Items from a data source
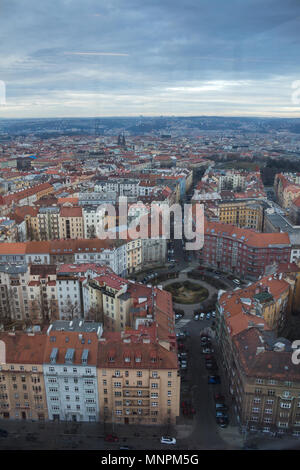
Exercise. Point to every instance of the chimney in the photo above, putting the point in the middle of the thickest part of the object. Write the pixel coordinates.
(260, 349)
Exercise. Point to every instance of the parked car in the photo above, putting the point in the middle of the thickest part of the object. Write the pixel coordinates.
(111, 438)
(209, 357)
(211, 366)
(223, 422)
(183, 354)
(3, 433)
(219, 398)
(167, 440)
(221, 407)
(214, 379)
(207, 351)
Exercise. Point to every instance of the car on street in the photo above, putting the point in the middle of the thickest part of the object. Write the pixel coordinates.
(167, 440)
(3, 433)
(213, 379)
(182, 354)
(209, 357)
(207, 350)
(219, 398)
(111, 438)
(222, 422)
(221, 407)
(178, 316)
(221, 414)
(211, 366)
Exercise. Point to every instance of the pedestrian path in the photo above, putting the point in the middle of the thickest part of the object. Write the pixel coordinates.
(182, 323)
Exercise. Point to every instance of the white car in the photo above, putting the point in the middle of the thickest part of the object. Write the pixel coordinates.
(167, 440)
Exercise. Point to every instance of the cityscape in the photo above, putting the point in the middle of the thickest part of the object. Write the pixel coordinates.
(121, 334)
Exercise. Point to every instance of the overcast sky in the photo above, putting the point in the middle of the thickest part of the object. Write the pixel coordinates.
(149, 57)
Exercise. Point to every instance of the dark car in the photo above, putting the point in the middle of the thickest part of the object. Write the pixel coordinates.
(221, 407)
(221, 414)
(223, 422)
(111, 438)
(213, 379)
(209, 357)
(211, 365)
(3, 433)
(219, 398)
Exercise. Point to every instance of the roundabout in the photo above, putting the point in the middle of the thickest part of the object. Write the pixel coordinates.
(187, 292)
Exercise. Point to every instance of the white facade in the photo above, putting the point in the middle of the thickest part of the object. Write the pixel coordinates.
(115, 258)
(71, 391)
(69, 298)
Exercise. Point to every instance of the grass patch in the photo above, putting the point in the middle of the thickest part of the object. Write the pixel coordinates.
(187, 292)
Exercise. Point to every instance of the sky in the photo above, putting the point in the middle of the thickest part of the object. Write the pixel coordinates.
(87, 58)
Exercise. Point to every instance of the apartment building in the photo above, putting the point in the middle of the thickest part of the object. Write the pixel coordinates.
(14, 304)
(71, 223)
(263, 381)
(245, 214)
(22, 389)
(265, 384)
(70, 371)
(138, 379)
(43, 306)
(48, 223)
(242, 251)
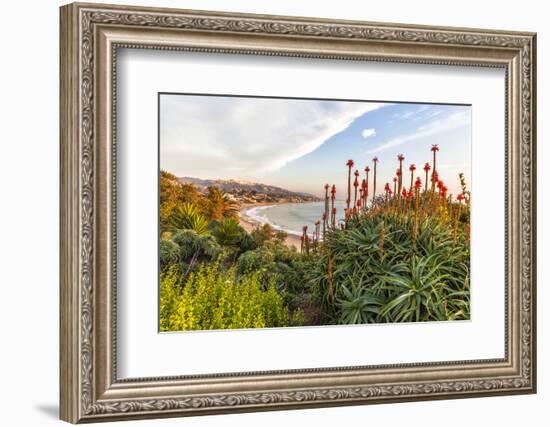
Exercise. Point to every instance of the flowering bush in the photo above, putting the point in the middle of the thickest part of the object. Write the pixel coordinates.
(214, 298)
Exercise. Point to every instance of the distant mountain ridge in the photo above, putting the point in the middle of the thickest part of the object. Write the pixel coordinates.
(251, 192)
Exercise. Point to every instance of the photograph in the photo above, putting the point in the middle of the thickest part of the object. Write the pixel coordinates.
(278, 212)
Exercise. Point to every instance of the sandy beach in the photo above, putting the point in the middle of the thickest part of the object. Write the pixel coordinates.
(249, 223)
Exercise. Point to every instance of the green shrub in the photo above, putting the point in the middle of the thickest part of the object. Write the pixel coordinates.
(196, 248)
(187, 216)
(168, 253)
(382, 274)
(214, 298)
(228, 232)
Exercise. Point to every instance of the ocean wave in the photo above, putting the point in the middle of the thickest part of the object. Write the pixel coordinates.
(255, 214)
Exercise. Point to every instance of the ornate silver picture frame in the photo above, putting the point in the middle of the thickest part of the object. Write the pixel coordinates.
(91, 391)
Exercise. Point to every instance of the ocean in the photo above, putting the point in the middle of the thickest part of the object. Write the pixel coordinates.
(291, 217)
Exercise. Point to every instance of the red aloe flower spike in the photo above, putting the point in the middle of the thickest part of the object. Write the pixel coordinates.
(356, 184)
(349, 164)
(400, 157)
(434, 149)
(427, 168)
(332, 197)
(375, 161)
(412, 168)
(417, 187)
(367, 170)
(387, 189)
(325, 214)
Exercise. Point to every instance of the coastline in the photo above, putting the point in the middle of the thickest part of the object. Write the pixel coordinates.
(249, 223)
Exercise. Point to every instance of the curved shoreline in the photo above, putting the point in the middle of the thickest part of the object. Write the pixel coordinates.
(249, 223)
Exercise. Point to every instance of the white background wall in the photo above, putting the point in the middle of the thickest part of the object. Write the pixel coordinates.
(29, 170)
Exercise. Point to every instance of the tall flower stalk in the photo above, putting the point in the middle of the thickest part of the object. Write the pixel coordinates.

__Short task__:
Reproduce verbatim every line of the listing, starting with the line that contains "Exercise. Point to every instance of the red" and continuing through the final line of the listing, both of these lines included.

__Output of the task__:
Exercise. Point to every instance of the red aloe flower spike in the photo above, putting the point in the middle of the thickest part of the object. Write the pixel coordinates.
(356, 184)
(349, 164)
(400, 157)
(434, 149)
(427, 168)
(332, 197)
(375, 161)
(412, 168)
(417, 187)
(367, 170)
(387, 189)
(325, 214)
Exercise. Point to every instance of the coastline in the photo above, putting the point in the middle of the thickest part of the object. Write the pixel coordinates.
(249, 223)
Exercise. Point to every instance of the curved shoreline in the photo above, putting the point in the middle of the thickest part of the object. Write the pixel coordinates.
(249, 223)
Exercise. Point to every instance of the white background wall in the photo above, putting the point in the middle of the thickest part of the object. Write the pixel coordinates.
(29, 170)
Exercise. Point to every instance of the tall flower stalk in the photo above, putting the point in the middle of the thickest part of the object. Write the pixel coordinates.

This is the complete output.